### Estratto della fonte
_ _ _

È uno che non molla mai, Paul Mason. Giornalista, economista, saggista, ha girato in lungo e in largo il mondo seguendo guerre dimenticate e rivolte sociali, tanto entusiasmanti quanto difficili da raccontare. Ogni volta ha provato, riuscendoci, a fare quella «storia del presente» prerogativa dei grandi inviati. Ha lavorato per anni per la Bbc.

Mentre tutti si domandavano, increduli, i motivi del successo del supporter della Brexit Nigel Farage alla elezioni per il rinnovo del parlamento di Strasburgo, Mason ha mandato al Guardian un commento sulla sconfitta di Jeremy Corbin, il leader che ha pubblicamente appoggiato sin dal 2016.

Lui è netto: per uscire dal tunnel della sconfitta, il Labour Party deve liberarsi dell’ambiguità, sciogliere la riserva e battersi senza se e senza ma contro la Brexit.

Eppure Mason con l’Unione europea non è mai stato tenero, descrivendola a ragione come la paladina della dittatura del mercato e dell’austerità. Ma un conto, questa l’intima verità del suo punto di vista, è battersi contro il neoliberismo scegliendo proprio l’Europa come spazio politico per far crescere una possibile alternativa al capitalismo, un conto è farlo piegandosi a un arido e conservatore nazionalismo o con un improprio populismo di sinistra.

In tutti i casi, non ha mai rinunciato alla sua indipendenza. Il suo sguardo disincantato, ma vigile, attento a cogliere quell’increspatura sulla realtà in azione, dava il senso delle potenzialità e dei rischi insiti nell’azione di una manifestazione o di una dinamica politica in divenire.

Ha scritto dalla Grecia prima e dopo la vittoria di Syriza. Ha manifestato senza reticenze il suo appoggio a Tsipras quando, da primo ministro, ha sottoscritto il memorandum capestro imposto al paese ellenico dalla troika europea, ma non mai rinunciato a criticare il governo di sinistra greco di fronte alle misure scelte, che inasprivano oltre misura il regime di austerità.

Ha scritto dalla Turchia e in diretta dalla rivolta contro Erdogan, schierandosi con il movimento di Gezi Park. Ha seguito, quando poteva, l’evoluzione e le derive islamiste della cosiddetta primavera araba.

_ _ _

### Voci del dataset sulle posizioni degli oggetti
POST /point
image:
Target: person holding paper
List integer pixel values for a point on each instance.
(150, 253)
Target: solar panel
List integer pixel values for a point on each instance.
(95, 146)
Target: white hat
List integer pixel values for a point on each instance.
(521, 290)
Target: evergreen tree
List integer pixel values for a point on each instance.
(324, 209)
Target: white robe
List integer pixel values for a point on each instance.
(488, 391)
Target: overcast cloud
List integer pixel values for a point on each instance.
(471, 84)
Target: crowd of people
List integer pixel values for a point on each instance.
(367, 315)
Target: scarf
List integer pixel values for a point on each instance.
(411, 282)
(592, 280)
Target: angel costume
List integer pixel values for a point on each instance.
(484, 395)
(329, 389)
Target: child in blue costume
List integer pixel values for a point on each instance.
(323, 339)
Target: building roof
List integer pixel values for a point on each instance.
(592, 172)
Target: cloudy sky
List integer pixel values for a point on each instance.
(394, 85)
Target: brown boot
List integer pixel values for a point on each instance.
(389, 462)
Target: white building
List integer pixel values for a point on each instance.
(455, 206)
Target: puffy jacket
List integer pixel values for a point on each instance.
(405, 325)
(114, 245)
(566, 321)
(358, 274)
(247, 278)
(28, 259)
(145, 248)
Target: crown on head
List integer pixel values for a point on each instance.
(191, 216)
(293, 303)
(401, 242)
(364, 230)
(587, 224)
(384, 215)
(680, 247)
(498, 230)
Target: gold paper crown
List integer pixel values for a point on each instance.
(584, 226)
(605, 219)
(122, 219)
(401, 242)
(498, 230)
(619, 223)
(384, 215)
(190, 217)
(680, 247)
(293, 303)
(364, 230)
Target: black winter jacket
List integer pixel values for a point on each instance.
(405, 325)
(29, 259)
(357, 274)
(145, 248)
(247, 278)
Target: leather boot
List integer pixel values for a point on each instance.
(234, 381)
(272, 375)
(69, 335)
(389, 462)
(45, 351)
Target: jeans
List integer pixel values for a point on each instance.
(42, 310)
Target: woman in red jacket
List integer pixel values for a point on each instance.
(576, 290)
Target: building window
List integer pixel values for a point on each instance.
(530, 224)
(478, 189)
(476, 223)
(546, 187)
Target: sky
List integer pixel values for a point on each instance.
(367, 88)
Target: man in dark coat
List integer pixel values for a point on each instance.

_ _ _

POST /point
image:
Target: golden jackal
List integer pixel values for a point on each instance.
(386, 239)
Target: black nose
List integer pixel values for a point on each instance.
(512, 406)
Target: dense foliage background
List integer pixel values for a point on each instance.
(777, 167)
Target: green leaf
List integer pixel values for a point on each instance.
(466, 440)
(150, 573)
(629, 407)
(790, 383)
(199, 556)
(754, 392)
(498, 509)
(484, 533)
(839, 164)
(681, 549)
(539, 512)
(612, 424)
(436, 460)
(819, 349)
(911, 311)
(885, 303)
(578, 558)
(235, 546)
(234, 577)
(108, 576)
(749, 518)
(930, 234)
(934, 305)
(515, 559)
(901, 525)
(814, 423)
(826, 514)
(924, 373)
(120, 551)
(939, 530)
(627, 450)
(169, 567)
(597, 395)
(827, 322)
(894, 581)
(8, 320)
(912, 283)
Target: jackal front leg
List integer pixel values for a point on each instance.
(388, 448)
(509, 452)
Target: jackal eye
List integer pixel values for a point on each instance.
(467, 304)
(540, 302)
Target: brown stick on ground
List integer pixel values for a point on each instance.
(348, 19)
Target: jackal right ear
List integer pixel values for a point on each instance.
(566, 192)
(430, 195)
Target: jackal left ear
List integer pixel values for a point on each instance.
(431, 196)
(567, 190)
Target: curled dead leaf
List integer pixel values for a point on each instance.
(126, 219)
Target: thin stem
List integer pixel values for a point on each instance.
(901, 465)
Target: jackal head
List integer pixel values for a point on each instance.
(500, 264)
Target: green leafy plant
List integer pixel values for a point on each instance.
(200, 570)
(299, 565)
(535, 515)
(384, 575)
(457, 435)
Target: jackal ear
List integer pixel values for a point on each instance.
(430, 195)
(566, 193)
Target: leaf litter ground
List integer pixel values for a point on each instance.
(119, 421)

_ _ _

### Completa quanto segue
1 – Rispondi alle seguenti domande sull'estratto dedicato a Paul Mason, una risposta per riga:
(a) Per quale emittente ha lavorato per anni?
(b) A quale testata ha mandato il commento sulla sconfitta del leader che appoggia dal 2016?
(c) Con quale movimento si è schierato in Turchia?
2 – Prosegui l'estratto su Paul Mason a partire dall'ultima frase riportata.

### Risposte per compito
1 –
(a) La Bbc.
(b) Il Guardian.
(c) Il movimento di Gezi Park.

2 –
Pochi conoscono il suo viaggiare in lungo e in largo per il Regno Unito per documentare, registrare, narrare la classe operaia inglese, le sue sconfitte, le sue trasformazioni interne. Ogni volta arricchendo i suoi reportage con riferimenti alla storia di lunga durata delle idee, sia che fossero quelle del marxismo umanista derivante da una lettura poco convenzionale dei Manoscritti economici-filosofici del 1844, che quelle stigmatizzate e criticate dell’attitudine postmoderna. E ogni volta non rinunciando a immaginare l’altro mondo possibile.

Suo è Postcapitalismo (Il Saggiatore), seminale volume sulle possibili alternative facendo crescere forme produttive e di aggregazione sociali che seguono percorsi non capitalistici, riscoprendo la ricca tradizione del mutuo soccorso e delle imprese cooperative.

Oggi, in Italia, Paul Mason torna sugli scaffali delle librerie con Il futuro migliore (Il Saggiatore, pp. 409, euro 24).

Il suo libro prende l’avvio da una radicale critica verso la «dittatura degli algoritmi», complementare alla dittatura del mercato. Quali sono i punti di saldatura, ma anche le differenze tra queste due tendenze?

L’economista Friedrich August von Hayek (ritenuto il capostipite dei neoliberisti) ha sempre rappresentato il mercato come una macchina che spontaneamente tende a un ordine e a una situazione di equilibrio. L’automatismo, è sempre Von Hayek a parlare, che è alla base del mercato è molto più efficace dell’intelligenza umana, sia di quella individuale che di quella collettiva.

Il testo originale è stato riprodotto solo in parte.